THE REQUEST>
Start at the line containing "of the tall" and transcribe every line exactly through the end of the records below, and only those lines.

RECORDS FOR THE TASK>

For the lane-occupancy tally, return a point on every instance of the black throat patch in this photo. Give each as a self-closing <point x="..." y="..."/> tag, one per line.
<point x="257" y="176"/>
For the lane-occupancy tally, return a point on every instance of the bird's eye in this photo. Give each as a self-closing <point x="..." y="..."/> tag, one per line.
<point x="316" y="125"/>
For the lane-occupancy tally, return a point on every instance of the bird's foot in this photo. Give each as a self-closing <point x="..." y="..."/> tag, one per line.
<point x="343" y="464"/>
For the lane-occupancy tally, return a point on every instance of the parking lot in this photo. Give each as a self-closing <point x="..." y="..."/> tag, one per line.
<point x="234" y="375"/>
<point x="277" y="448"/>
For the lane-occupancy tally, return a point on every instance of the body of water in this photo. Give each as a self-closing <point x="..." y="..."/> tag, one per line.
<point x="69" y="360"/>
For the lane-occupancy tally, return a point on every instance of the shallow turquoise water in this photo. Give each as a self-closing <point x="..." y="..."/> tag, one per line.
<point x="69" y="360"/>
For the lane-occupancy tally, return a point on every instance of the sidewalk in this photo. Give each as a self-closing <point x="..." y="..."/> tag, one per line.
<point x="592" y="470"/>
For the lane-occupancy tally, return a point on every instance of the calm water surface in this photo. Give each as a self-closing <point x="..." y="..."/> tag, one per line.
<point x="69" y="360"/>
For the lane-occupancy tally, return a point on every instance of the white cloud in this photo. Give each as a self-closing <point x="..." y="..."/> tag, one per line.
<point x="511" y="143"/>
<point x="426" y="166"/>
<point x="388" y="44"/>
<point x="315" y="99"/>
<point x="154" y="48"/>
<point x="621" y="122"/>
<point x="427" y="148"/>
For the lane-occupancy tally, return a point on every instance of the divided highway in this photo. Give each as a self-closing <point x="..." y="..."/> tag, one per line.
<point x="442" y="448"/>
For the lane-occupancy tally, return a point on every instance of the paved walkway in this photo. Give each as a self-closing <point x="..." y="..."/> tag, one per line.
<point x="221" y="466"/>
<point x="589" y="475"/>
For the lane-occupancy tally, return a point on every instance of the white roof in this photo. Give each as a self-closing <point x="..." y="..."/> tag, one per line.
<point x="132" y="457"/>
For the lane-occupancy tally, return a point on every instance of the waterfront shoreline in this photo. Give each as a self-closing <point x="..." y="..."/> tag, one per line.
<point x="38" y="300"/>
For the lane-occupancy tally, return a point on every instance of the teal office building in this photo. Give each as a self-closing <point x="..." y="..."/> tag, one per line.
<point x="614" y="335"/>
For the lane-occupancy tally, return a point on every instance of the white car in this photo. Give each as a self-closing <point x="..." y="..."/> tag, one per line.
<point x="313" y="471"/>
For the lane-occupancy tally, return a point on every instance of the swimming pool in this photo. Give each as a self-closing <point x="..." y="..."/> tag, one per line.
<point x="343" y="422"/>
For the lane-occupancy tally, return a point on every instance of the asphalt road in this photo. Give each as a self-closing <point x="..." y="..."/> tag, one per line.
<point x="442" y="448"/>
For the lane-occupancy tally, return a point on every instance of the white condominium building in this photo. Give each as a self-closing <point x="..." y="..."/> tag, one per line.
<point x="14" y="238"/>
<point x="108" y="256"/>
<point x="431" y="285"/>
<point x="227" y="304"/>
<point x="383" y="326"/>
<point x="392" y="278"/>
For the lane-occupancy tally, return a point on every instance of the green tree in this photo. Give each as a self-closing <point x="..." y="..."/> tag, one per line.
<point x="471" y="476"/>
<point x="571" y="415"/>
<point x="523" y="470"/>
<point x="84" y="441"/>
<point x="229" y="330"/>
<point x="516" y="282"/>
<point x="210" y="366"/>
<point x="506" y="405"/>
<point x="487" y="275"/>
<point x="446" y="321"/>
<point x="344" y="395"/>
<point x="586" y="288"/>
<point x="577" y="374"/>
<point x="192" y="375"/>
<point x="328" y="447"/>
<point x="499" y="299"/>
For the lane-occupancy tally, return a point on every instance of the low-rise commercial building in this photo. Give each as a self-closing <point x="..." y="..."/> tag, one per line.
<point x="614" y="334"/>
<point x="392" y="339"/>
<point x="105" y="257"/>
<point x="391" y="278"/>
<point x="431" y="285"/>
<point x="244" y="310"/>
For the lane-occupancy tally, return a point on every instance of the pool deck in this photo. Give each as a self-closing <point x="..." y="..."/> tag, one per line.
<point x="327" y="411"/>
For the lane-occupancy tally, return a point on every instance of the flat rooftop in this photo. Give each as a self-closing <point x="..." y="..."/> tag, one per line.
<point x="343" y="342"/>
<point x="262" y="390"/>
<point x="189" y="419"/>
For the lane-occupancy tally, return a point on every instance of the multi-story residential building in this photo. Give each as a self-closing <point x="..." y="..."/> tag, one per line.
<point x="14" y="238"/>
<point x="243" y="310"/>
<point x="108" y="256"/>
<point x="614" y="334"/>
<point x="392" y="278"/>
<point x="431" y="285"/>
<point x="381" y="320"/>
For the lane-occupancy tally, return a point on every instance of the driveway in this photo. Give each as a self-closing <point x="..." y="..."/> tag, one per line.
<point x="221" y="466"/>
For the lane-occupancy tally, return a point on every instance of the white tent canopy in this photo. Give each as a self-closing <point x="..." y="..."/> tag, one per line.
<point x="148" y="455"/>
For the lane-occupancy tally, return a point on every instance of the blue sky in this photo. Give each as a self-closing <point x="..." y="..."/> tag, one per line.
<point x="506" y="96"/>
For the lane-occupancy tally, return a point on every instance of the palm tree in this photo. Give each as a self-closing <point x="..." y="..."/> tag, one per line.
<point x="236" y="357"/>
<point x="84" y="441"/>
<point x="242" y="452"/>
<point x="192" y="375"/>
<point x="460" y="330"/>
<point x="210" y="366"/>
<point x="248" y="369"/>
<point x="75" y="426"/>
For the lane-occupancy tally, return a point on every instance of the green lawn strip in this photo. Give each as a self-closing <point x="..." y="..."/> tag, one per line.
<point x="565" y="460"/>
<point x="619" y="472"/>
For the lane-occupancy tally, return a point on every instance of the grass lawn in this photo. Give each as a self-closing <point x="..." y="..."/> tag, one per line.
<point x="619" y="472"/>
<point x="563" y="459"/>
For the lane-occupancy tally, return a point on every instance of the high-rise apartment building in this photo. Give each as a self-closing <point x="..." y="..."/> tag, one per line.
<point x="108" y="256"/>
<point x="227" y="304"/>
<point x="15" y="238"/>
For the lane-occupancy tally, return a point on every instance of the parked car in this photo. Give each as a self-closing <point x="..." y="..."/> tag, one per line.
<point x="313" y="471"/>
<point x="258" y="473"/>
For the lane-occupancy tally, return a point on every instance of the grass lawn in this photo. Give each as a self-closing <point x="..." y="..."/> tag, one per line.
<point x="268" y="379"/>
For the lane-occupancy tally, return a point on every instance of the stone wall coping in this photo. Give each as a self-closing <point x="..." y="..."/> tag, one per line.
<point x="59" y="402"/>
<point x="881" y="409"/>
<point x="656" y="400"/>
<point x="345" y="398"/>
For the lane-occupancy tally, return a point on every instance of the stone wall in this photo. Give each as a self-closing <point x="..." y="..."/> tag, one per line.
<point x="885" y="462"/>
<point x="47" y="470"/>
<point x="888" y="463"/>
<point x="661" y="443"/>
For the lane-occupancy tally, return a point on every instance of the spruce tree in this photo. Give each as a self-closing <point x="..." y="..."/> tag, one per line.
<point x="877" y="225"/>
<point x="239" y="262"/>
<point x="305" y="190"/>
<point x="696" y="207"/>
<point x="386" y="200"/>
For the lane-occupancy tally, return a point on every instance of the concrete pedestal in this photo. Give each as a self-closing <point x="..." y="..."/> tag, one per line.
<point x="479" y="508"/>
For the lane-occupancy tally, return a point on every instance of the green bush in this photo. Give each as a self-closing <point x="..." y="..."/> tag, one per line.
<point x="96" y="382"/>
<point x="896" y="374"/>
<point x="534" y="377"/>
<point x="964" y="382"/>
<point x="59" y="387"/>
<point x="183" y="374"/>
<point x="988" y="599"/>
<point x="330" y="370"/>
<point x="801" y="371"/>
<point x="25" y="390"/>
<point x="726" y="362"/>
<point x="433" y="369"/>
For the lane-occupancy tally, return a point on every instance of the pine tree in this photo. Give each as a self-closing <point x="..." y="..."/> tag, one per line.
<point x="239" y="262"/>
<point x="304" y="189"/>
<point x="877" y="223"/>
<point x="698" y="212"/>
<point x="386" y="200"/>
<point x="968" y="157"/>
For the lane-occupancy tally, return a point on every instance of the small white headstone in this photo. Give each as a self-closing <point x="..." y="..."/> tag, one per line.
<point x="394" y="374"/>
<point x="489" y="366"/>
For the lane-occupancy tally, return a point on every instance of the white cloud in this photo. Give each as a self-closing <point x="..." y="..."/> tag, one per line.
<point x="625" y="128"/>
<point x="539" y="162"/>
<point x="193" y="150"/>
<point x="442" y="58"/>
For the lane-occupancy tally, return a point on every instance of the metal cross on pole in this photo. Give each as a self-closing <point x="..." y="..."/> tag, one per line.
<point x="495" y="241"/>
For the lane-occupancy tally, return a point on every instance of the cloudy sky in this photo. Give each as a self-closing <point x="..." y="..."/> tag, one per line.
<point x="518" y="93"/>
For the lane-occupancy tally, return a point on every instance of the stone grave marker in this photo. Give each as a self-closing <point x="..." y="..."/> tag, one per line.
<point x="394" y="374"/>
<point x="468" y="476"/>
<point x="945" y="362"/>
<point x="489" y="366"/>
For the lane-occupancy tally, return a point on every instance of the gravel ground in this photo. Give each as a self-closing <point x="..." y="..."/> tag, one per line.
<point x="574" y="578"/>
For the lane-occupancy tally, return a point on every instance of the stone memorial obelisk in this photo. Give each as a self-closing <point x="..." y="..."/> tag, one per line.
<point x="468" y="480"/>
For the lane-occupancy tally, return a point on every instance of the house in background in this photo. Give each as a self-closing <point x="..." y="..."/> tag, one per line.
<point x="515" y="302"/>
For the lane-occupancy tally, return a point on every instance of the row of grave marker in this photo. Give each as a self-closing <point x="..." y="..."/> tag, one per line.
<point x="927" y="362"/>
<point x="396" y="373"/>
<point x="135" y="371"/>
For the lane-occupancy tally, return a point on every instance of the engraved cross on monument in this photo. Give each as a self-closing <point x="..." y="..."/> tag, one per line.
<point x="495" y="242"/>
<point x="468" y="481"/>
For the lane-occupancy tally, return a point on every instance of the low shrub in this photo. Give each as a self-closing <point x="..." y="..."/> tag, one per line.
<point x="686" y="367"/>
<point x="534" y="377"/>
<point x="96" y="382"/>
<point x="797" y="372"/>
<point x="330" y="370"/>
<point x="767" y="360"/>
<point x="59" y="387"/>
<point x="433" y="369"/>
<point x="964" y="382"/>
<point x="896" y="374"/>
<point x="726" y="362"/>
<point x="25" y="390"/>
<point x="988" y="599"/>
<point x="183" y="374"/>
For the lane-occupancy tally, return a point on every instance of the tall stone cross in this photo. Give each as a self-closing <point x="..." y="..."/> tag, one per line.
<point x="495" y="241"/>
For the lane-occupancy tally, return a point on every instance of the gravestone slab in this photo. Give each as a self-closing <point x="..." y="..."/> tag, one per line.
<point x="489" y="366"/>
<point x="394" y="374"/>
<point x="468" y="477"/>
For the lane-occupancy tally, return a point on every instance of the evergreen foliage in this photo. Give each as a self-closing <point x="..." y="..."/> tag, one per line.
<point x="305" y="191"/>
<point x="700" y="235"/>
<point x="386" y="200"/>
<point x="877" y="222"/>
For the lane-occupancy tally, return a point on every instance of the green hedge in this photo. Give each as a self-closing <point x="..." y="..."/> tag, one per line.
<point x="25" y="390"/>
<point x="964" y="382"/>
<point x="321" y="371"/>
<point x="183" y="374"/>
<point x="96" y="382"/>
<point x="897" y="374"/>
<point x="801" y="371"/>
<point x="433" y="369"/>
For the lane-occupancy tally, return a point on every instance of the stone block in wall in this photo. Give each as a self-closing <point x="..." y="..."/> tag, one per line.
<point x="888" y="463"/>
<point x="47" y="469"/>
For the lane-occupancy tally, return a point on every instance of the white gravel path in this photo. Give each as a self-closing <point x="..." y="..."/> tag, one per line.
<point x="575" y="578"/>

OUTPUT BELOW>
For the lane-occupancy tally, return a point on every instance of the tall stone cross in this photo. Give each as a self-closing <point x="..." y="..."/> tag, one per line.
<point x="495" y="241"/>
For the lane-occupancy tally, return a point on every instance of the gravestone slab in this photo. Give each as a self-closing <point x="..." y="..."/> tag, one per line.
<point x="489" y="366"/>
<point x="394" y="374"/>
<point x="468" y="477"/>
For the lane-occupancy tally, return a point on every instance of the evergreen foliage in this photo. Give each as a self-closing <point x="..." y="..."/> tag, one per line.
<point x="305" y="191"/>
<point x="700" y="235"/>
<point x="386" y="200"/>
<point x="877" y="222"/>
For the lane-occupancy tally, return a point on every instance of the green hedge in this photo. Give each as a self-closing <point x="..." y="..."/> tag, one per line.
<point x="25" y="390"/>
<point x="964" y="382"/>
<point x="321" y="371"/>
<point x="183" y="374"/>
<point x="96" y="382"/>
<point x="897" y="374"/>
<point x="801" y="371"/>
<point x="433" y="369"/>
For the lane-occupancy tally, return a point on every instance of the stone block in wall in this photo. Give each as a self-closing <point x="..." y="..."/> tag, one per line.
<point x="888" y="463"/>
<point x="47" y="469"/>
For the lane-occupancy tally, return a point on every instance of the white gravel path in this photo. Give each as a self-closing <point x="..." y="..."/> tag, one per line.
<point x="575" y="578"/>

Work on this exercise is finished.